The fundamental measurement that an astronomer makes is the amount of radiation from the sky, as a function of direction, time, wavelength or frequency, and polarization. The long history of astronomical measurements began with observations made by the human eye and brain, later aided by architectural constructs like Stonehenge or devices like the sextant. The invention and adoption of the telescope transformed astronomy.


The most important purpose of astronomical telescopes is to act as a ‘light bucket.” In a rainstorm, a bucket with a larger top opening will collect more rain. Similarly, the rate at which a telescope can collect photons from a given direction in the sky depends on the diameter of its main mirror or lens (its aperture size D), and is proportional to D2. As the number of photons detected from an astronomical source increases, the uncertainty of the corresponding measurement decreases. Because astronomical objects are far away, only a small amount of their radiation reaches us; every last photon can be important. Using larger telescopes allows us to collect more photons, so we can detect fainter objects more quickly, or more finely subdivide (e.g. in time or wavelength) the light received from brighter objects.


The second major purpose of an astronomical telescope is to precisely determine the location in the sky from which radiation is emanating. Focusing the radiation can be done in one of two ways: refraction or reflection. Refraction is familiar from other optical instruments such as eyeglasses and microscopes and involves bending of light through a lens material (usually glass). Very large lenses are heavy and can only be supported around their thin edges. Most modern large astronomical telescopes focus light using reflection by curved (usually in the shape of a conic section) mirrors that can be supported from the non-reflecting side. These mirrors can be made of materials similar to familiar everyday mirrors—silver- or aluminum-coated glass—or rather different, such as the beryllium mirrors on the James Webb Space Telescope (JWST)3 or the wire surfaces of a radio telescope.


A focusing telescope’s ability to precisely measure the direction of radiation – its spatial resolution – is limited by the size of the telescope and the diffraction of light. Diffraction occurs when waves pass through a narrow opening or across an edge: the waves spread out and interfere with one another. The diffraction of electromagnetic waves means that even a source of radiation of zero physical sizes, observed by a telescope of finite size, will generate an image with a finite size. Of course, astrophysical sources have non-zero sizes, but in most cases, they are far enough away to be considered points. We call such sources to point sources and the shape of their images the point spread function. The angular size of a point source as observed by a given telescope is a way to describe a telescope’s spatial resolution, usually quantified by the point spread function’s full-width at half-maximum (FWHM). In general, detecting details of an object on image scales smaller than a telescope’s spatial resolution isn’t possible, so point sources appear as pinpricks of light with no internal structure.

= = = = =

__PROBLEMS__.
**A.** In the telescope passage above, what determines the rate at which a telescope collects photons from a given direction in the sky?
**B.** Write the next paragraph of the telescope passage, picking up right after its final sentence.

__AVAILABLE DATA__.

= = = = =

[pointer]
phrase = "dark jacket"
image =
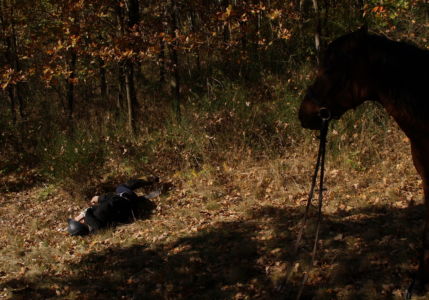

= = = = =

__RESULTS IN ORDER__.
**A.** The diameter of its main mirror or lens, its aperture size D.

**B.**
The spatial resolution of a telescope depends on the ratio of its aperture size to the wavelength of the radiation used (λ/D, where a smaller value is better). At a given wavelength, a larger telescope will have a better spatial resolution, but as wavelengths get larger, telescopes need to be larger to have the same spatial resolution. For example, radio telescopes commonly observed at a wavelength of 21 cm. To achieve the same spatial resolution at 21 cm as a visible-light telescope working at 600 nm, a radio telescope needs to be 350,000 times larger! Fortunately, as wavelengths get larger, telescope surfaces can be less precise. The shape of a telescope surface has to be smooth to a fraction of the wavelength of the radiation: visible-light telescopes must be made of very carefully polished material, but the surface of a radio telescope can be much rougher. This makes it feasible to build large radio dishes and is why the currently-largest telescopes are those that work at radio wavelengths.


Time plays a very important role in astronomy. In this connection, it has often been said that all astronomical observations are unique. This is because, even though two exposures may have been obtained with the same equipment and show the same sky field, they have not been made at the same time. Something may have changed in that field in the meantime. For instance, objects in the solar system move comparatively fast and an asteroid will leave a small trail during an exposure that lasts more than a few minutes. Moreover, many stars vary at a regular rate, others do so irregularly. Some stars brighten very considerably during an enormous outburst and other stars have been seen to fade slowly into obscurity. Thus, in order to fully document an astronomical observation, the time must be indicated, normally at the start and the end of the exposure. It can also be the beginning and the length of the exposure. Usually, the time is given in Universal Time (UT), in hours, minutes and seconds. An example of the time indication for an observation is, therefore: Start of exposure: 2019 October 12 06h 05m 30s; Duration of exposure: 180 seconds.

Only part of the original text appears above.